# start of TEXT EXCERPT

# BLDC/PMSM controller question



## bart_dood (Sep 2, 2010)

Hi folks,

I am working on converting a bug over to EV, using recycled parts from 2000-2006 honda insight cars. I already have two motors which I'll be splicing together, the mechanical designs for the parts to do this have been finished as far as designs but I'm waiting on fabrication.

In addition to using the motors, I also have the controllers, I'll be using two, one for each motor, one is master and one a dumb slave. The controllers themselves are basically just the high voltage (144v) and high current IGBT's etc so they require an external source to drive them.

This means I have to develop a board with microprocessor to give the right high/low and deadtime switching to power the motor. I have already reversed engineering the inputs to the honda module and I know what PWM frequency and dead time to use.

To save myself some time I purchased a microchip BLDC evaluation board which can drive small motors for testing, when I have everything finished on it I can wire in the honda controllers to power the full sized motor.

There are a number of applications for motor control and I've been looking into which one is the most appropriate. However they all seem based on setting a speed via a pot input. So instead of a 'throttle' as on a gasoline car, the system tries to maintain a constant rpm irrespective of load. Of course there needs to be a current control as it would be easy to overload things without it.

My question is is this how 'normal' automotive BLDC controllers work? or do they output some kind of torque based off throttle position?

I am open to some easier way to accomplish this control box, I know there are a few people working on home brew controllers for BLDC motors, however I haven't seen any complete ones yet and I only need the heart of the system and not the high voltage/current driver section.

Thanks


----------



## major (Apr 4, 2008)

bart_dood said:


> .... they all seem based on setting a speed via a pot input. So instead of a 'throttle' as on a gasoline car, the system tries to maintain a constant rpm irrespective of load. Of course there needs to be a current control as it would be easy to overload things without it.
> 
> My question is is this how 'normal' automotive BLDC controllers work? or do they output some kind of torque based off throttle position?


Yep, you need a torque control. So the throttle pedal input commands the torque output of the motor. I'm familiar with induction motors in EVs and use close loop flux vector for torque control. A similar thing is done with PM motors. But obviously doesn't use slip. I think it is called field oriented control, FOC. The inverter remains the same. It's just the smarts. You should be able to find some literature on the subject.

major


----------



## bart_dood (Sep 2, 2010)

# end of TEXT EXCERPT

GIVEN PROBLEM 1 -> In the controller thread, what does the reply from major say the throttle pedal input should command?
The controller thread and the listing come from unrelated sources.

# start of TASK MATERIAL

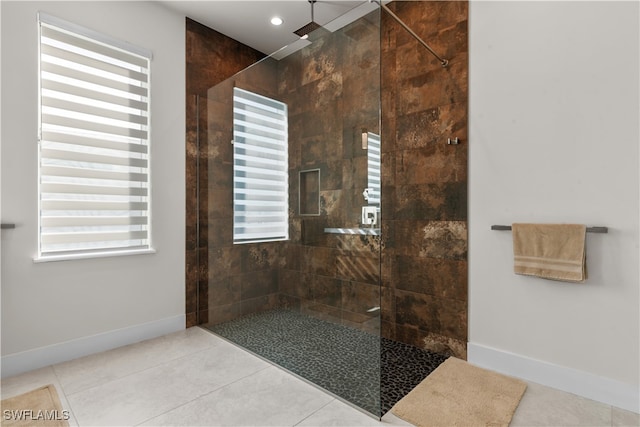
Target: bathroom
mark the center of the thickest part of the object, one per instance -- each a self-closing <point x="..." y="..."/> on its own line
<point x="536" y="126"/>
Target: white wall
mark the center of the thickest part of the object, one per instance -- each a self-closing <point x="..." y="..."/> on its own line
<point x="57" y="310"/>
<point x="554" y="137"/>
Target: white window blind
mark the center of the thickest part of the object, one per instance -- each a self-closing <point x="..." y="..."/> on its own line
<point x="373" y="168"/>
<point x="94" y="143"/>
<point x="260" y="168"/>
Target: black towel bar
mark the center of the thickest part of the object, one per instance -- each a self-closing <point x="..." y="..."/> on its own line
<point x="589" y="229"/>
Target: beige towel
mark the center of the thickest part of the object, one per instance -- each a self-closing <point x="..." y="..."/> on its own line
<point x="550" y="251"/>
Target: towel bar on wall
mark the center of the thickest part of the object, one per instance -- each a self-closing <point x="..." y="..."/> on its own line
<point x="589" y="229"/>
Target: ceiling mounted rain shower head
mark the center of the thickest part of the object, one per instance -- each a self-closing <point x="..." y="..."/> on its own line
<point x="310" y="27"/>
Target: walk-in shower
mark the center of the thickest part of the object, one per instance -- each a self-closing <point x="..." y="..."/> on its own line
<point x="294" y="196"/>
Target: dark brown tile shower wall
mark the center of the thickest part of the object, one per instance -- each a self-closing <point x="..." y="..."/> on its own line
<point x="424" y="195"/>
<point x="210" y="58"/>
<point x="243" y="278"/>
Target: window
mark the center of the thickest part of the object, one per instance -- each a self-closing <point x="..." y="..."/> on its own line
<point x="94" y="195"/>
<point x="260" y="168"/>
<point x="373" y="168"/>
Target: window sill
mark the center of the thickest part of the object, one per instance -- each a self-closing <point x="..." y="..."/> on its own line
<point x="71" y="257"/>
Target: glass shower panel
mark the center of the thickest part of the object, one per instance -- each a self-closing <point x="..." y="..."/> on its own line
<point x="294" y="272"/>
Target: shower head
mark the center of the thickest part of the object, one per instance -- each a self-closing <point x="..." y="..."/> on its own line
<point x="310" y="27"/>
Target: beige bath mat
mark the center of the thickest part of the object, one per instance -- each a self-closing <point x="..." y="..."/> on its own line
<point x="460" y="394"/>
<point x="39" y="407"/>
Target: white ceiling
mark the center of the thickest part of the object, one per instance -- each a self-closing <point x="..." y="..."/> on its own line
<point x="248" y="21"/>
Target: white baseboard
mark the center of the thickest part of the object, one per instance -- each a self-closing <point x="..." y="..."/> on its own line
<point x="605" y="390"/>
<point x="25" y="361"/>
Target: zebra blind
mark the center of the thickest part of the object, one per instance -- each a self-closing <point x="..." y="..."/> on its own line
<point x="94" y="143"/>
<point x="373" y="168"/>
<point x="260" y="168"/>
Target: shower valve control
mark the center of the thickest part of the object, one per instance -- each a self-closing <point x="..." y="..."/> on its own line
<point x="369" y="215"/>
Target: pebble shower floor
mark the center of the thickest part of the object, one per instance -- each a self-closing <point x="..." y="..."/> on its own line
<point x="366" y="370"/>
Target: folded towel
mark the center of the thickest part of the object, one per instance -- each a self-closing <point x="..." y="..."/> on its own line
<point x="550" y="251"/>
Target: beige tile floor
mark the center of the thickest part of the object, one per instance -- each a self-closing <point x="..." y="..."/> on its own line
<point x="193" y="378"/>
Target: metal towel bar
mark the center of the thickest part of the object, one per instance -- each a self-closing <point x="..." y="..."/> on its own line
<point x="589" y="229"/>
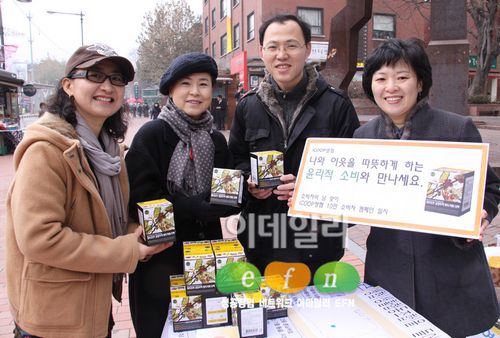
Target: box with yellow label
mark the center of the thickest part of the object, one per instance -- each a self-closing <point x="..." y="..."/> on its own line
<point x="199" y="267"/>
<point x="449" y="191"/>
<point x="249" y="314"/>
<point x="157" y="220"/>
<point x="227" y="251"/>
<point x="187" y="311"/>
<point x="266" y="168"/>
<point x="227" y="187"/>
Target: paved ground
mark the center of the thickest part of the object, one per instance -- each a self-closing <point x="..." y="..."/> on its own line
<point x="490" y="130"/>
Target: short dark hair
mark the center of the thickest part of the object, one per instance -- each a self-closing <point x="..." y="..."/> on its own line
<point x="392" y="51"/>
<point x="64" y="106"/>
<point x="282" y="18"/>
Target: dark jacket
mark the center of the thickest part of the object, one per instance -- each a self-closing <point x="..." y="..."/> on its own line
<point x="195" y="219"/>
<point x="445" y="279"/>
<point x="259" y="126"/>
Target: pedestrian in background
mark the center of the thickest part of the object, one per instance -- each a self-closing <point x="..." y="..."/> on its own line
<point x="240" y="91"/>
<point x="173" y="157"/>
<point x="445" y="279"/>
<point x="292" y="103"/>
<point x="155" y="111"/>
<point x="219" y="111"/>
<point x="68" y="241"/>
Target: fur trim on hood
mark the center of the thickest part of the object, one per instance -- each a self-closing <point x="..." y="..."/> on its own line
<point x="266" y="94"/>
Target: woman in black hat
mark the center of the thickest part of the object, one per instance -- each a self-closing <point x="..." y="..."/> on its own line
<point x="68" y="240"/>
<point x="172" y="157"/>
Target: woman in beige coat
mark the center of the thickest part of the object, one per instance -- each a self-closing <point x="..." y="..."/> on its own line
<point x="68" y="241"/>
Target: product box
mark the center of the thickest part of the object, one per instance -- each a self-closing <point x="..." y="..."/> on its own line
<point x="187" y="311"/>
<point x="216" y="311"/>
<point x="227" y="187"/>
<point x="227" y="251"/>
<point x="250" y="316"/>
<point x="157" y="220"/>
<point x="266" y="168"/>
<point x="275" y="302"/>
<point x="449" y="191"/>
<point x="199" y="267"/>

# end of TASK MATERIAL

GIVEN PROBLEM 2 -> Quote the listing from the line containing "Target: woman in black hat" through the end of the listing, including both ends.

RESPONSE 1 -> The torque output of the motor.

RESPONSE 2 ->
Target: woman in black hat
mark the center of the thickest part of the object, one per instance -- each a self-closing <point x="..." y="..."/> on its own line
<point x="68" y="240"/>
<point x="172" y="157"/>
Target: woman in beige coat
mark the center of the thickest part of the object, one per instance -- each a self-closing <point x="..." y="..."/> on its own line
<point x="68" y="241"/>
Target: product box
mark the center of the thickest part of the object, one per instance -- each a self-closing <point x="..." y="..."/> on its own line
<point x="187" y="311"/>
<point x="216" y="311"/>
<point x="227" y="187"/>
<point x="227" y="251"/>
<point x="250" y="316"/>
<point x="157" y="220"/>
<point x="266" y="168"/>
<point x="275" y="302"/>
<point x="449" y="191"/>
<point x="199" y="267"/>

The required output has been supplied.